▶ Consignes
a) Recopiez mot pour mot le passage du texte sur la catastrophe de Fukushima qui commence par « Le 11/3, c’est » et se termine par « l’échelle de INES. ».
b) Répondez à ces questions à partir du texte sur la catastrophe de Fukushima :
(i) À quelle heure locale le tremblement de terre du 11 mars 2011 s'est-il produit ?
(ii) Sur combien de kilomètres de côte le tsunami a-t-il fait des ravages ?
(iii) Sur quelle distance la population a-t-elle été évacuée le lendemain ?

▶ Texte source
+++++
Le 11/3, c’est ainsi que les Japonais appellent désormais la catastrophe de Fukushima, ce nom qu’ils ne veulent plus entendre. C’est le 11 mars 2011 à 14 heures 46 min 23 sec, heure locale, que le Japon a vécu son plus terrible tremblement de terre de magnitude 9 sur l’échelle de Richter. Ce tremblement de terre qui va déjà endommager la centrale nucléaire de Fukushima Dai-Ishi provoque un tsunami avec une vague haute de plus de 30 mètres à certains endroits qui va ravager 600 km de côte, pénétrant jusqu’à 10 kilomètres à l’intérieur des terres. Ce tsunami a provoqué la plus grande catastrophe nucléaire civile de tous les temps. Plus grave que Tchernobyl, elle sera classée 7 sur l’échelle de INES.
La centrale de Fukushima Dai-Ishi se retrouve au cœur du désastre, privée d’électricité, il n’y a plus de refroidissement des cœurs de réacteur. Le cœur des réacteurs 1, 2 et 3 fondent et le corium perce les cuves de protection, tous les produits radioactifs volatils s’échappent. La population est d’abord évacuée sur 10 km, puis le lendemain sur 30 km. Les enseignements de Tchernobyl n’ont servi à rien. Il ne faut pas paniquer la population.
+++++
Données d'ancrage texte-région
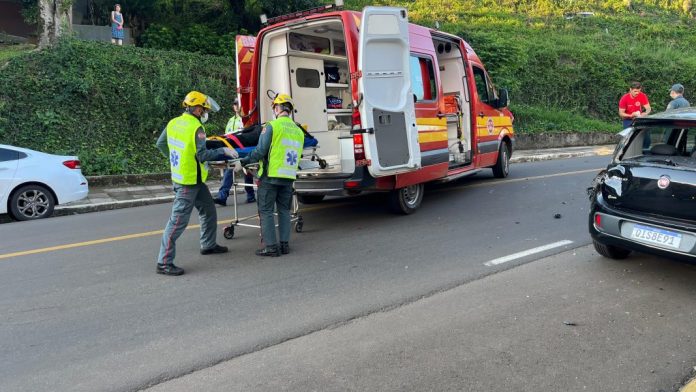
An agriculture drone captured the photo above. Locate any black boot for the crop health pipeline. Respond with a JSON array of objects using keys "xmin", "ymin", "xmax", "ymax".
[
  {"xmin": 256, "ymin": 245, "xmax": 280, "ymax": 257},
  {"xmin": 201, "ymin": 244, "xmax": 228, "ymax": 255},
  {"xmin": 280, "ymin": 241, "xmax": 290, "ymax": 255},
  {"xmin": 157, "ymin": 263, "xmax": 184, "ymax": 276}
]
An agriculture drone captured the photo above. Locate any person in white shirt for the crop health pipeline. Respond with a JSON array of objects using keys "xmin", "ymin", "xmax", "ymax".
[{"xmin": 213, "ymin": 98, "xmax": 256, "ymax": 206}]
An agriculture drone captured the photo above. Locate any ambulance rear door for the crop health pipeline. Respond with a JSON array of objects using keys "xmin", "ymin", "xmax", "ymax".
[{"xmin": 358, "ymin": 7, "xmax": 421, "ymax": 177}]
+++++
▶ Réponses dans l'ordre
a)
Le 11/3, c’est ainsi que les Japonais appellent désormais la catastrophe de Fukushima, ce nom qu’ils ne veulent plus entendre. C’est le 11 mars 2011 à 14 heures 46 min 23 sec, heure locale, que le Japon a vécu son plus terrible tremblement de terre de magnitude 9 sur l’échelle de Richter. Ce tremblement de terre qui va déjà endommager la centrale nucléaire de Fukushima Dai-Ishi provoque un tsunami avec une vague haute de plus de 30 mètres à certains endroits qui va ravager 600 km de côte, pénétrant jusqu’à 10 kilomètres à l’intérieur des terres. Ce tsunami a provoqué la plus grande catastrophe nucléaire civile de tous les temps. Plus grave que Tchernobyl, elle sera classée 7 sur l’échelle de INES.

b)
(i) À 14 heures 46 min 23 sec.
(ii) Sur 600 km.
(iii) Sur 30 km.